### Entries shown

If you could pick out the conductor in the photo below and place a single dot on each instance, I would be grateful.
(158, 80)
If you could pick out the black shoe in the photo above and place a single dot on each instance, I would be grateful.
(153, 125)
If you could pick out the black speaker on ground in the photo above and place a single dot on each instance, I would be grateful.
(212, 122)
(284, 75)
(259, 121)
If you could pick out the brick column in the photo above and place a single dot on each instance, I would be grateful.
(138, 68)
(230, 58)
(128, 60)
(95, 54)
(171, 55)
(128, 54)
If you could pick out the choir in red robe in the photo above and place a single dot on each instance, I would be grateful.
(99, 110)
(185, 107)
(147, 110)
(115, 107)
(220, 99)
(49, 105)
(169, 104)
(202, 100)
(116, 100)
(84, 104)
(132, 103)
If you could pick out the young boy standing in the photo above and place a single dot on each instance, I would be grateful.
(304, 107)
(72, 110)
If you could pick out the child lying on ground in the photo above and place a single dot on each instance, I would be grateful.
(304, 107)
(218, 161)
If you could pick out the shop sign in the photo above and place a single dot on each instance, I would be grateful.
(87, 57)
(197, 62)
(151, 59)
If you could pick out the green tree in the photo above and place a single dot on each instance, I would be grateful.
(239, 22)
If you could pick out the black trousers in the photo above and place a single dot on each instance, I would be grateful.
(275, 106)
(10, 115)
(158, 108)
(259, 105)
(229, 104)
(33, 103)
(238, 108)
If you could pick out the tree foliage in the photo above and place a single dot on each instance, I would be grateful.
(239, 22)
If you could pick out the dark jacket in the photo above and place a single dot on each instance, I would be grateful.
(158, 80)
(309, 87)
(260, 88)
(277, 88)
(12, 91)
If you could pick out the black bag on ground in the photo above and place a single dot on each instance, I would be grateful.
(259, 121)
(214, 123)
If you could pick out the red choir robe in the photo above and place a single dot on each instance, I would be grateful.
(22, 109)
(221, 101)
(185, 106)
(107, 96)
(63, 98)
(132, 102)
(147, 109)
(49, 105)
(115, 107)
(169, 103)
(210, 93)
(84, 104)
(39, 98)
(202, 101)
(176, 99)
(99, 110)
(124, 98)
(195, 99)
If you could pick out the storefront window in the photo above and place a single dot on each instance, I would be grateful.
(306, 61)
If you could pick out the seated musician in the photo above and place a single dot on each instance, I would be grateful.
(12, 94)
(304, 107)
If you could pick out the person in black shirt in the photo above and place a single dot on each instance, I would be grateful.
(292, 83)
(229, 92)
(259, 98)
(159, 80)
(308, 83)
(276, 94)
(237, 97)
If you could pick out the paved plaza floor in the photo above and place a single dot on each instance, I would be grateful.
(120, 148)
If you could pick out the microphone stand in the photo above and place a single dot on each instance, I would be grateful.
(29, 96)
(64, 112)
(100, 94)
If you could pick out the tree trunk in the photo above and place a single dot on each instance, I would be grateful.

######

Aim of the task — Starting at the line that contains "If you could pick out the red" and ending with the last line above, turn those lines into a Markdown table with the columns "Row" and "Line". Give each line its row number and leave out any blank lines.

Final answer —
| Row | Line |
|---|---|
| 1 | If you could pick out the red choir robe in the photo above and place a single dot on each instance, I would be grateful. |
| 2 | (22, 109) |
| 3 | (221, 101) |
| 4 | (185, 106) |
| 5 | (107, 96) |
| 6 | (63, 98) |
| 7 | (132, 102) |
| 8 | (147, 109) |
| 9 | (49, 105) |
| 10 | (115, 107) |
| 11 | (169, 103) |
| 12 | (210, 93) |
| 13 | (84, 104) |
| 14 | (39, 98) |
| 15 | (202, 101) |
| 16 | (176, 99) |
| 17 | (99, 110) |
| 18 | (124, 98) |
| 19 | (195, 99) |
| 20 | If you could pick out the storefront window in the photo above and place a single dot on each instance, I would be grateful. |
| 21 | (306, 61) |
| 22 | If you could pick out the seated musician in the photo above and place a single dot on each instance, I would be grateful. |
| 23 | (12, 94) |
| 24 | (304, 107) |
| 25 | If you could pick out the person in black shirt in the photo above and place a single dot on each instance, I would be grateful. |
| 26 | (292, 83) |
| 27 | (229, 92) |
| 28 | (259, 98) |
| 29 | (159, 80) |
| 30 | (308, 83) |
| 31 | (276, 94) |
| 32 | (237, 97) |
| 33 | If you could pick out the paved plaza floor in the photo above and place a single dot on each instance, I would be grateful. |
| 34 | (120, 148) |
| 35 | If you could pick out the microphone stand in the photo above and place a single dot on each instance, I would be grateful. |
| 36 | (29, 96) |
| 37 | (64, 112) |
| 38 | (100, 94) |
| 39 | If you could pick out the tree trunk in the photo above and place a single dot on each instance, I would be grateful. |